Documento -
Por: Ana Fonseca da Luz
Sempre que acabo um texto que me agrada, sinto-me feliz, completa!
Se pudesse, era só o que fazia. Escrevia!
Vou até à janela, para espreitar o dia que amanheceu azul, mas que já acinzentou.
Encosto a cabeça ao vidro frio. Deixo-me ficar assim, por alguns momentos, pedindo a Deus que ninguém me veja neste abandono e de olhar perdido, vendo aquilo que mais ninguém vê.
Largo a janela e percebo que estou cheia de uma felicidade infeliz e que eu sei que não é muito saudável.
Volto à minha secretária, afogada em palavras que preciso escrever para me libertar, para tentar conseguir chegar onde eu sei que nunca vou conseguir. Mas não interessa. Como sou teimosa, tento, uma e outra vez. Quem sabe se um dia não chego lá! Quem sabe se um dia não chego ao que é realmente a essência da minha vida.

(Registos de pontos marcados)
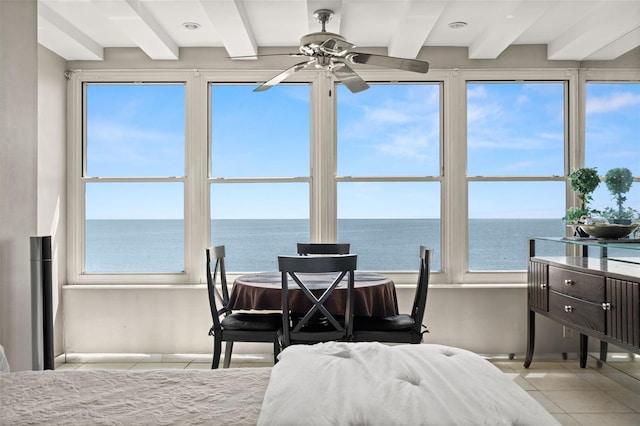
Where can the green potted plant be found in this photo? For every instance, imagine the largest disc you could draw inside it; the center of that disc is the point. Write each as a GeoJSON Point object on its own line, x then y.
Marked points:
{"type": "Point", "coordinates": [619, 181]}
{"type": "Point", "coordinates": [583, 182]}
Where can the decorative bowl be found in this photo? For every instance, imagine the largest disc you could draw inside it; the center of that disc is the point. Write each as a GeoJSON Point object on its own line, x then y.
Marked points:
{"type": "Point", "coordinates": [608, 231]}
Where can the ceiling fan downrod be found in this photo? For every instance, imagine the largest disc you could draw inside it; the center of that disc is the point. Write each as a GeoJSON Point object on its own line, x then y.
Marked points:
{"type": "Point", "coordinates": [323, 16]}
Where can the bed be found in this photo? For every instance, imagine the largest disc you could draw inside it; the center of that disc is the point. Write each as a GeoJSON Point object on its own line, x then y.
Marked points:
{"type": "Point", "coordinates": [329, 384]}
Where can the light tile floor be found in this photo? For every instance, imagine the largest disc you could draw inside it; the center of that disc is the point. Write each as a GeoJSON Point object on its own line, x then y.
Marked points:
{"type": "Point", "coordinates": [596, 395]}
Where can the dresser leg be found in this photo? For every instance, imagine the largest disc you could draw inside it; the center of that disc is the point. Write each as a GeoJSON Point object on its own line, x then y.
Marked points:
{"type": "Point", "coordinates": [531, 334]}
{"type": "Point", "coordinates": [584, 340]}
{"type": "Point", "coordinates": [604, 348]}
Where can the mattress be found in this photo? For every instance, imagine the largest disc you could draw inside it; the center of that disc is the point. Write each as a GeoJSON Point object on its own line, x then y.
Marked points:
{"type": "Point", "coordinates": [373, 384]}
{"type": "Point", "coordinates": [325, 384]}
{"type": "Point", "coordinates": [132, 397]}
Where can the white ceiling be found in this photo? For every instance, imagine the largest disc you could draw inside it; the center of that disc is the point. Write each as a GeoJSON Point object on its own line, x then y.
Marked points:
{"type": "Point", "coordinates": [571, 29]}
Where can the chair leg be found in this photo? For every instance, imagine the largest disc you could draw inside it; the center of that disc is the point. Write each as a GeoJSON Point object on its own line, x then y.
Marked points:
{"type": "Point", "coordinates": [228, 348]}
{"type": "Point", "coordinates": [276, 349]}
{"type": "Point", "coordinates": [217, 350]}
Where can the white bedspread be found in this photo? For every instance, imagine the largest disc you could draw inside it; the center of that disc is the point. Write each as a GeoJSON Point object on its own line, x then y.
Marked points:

Requisito A -
Extraia, palavra por palavra, o texto integral sobre o prazer de escrever.
Requisito B -
Ponha numa lista numerada tudo o que vai da linha dos registos que contém "Where can the white bedspread" até ao final dos registos, deixando de fora as linhas em branco.

Resultado da tarefa A -
Por: Ana Fonseca da Luz
Sempre que acabo um texto que me agrada, sinto-me feliz, completa!
Se pudesse, era só o que fazia. Escrevia!
Vou até à janela, para espreitar o dia que amanheceu azul, mas que já acinzentou.
Encosto a cabeça ao vidro frio. Deixo-me ficar assim, por alguns momentos, pedindo a Deus que ninguém me veja neste abandono e de olhar perdido, vendo aquilo que mais ninguém vê.
Largo a janela e percebo que estou cheia de uma felicidade infeliz e que eu sei que não é muito saudável.
Volto à minha secretária, afogada em palavras que preciso escrever para me libertar, para tentar conseguir chegar onde eu sei que nunca vou conseguir. Mas não interessa. Como sou teimosa, tento, uma e outra vez. Quem sabe se um dia não chego lá! Quem sabe se um dia não chego ao que é realmente a essência da minha vida.

Resultado da tarefa B -
1. Where can the white bedspread be found in this photo? For every instance, imagine the largest disc you could draw inside it; the center of that disc is the point. Write each as a GeoJSON Point object on its own line, x then y.
2. Marked points:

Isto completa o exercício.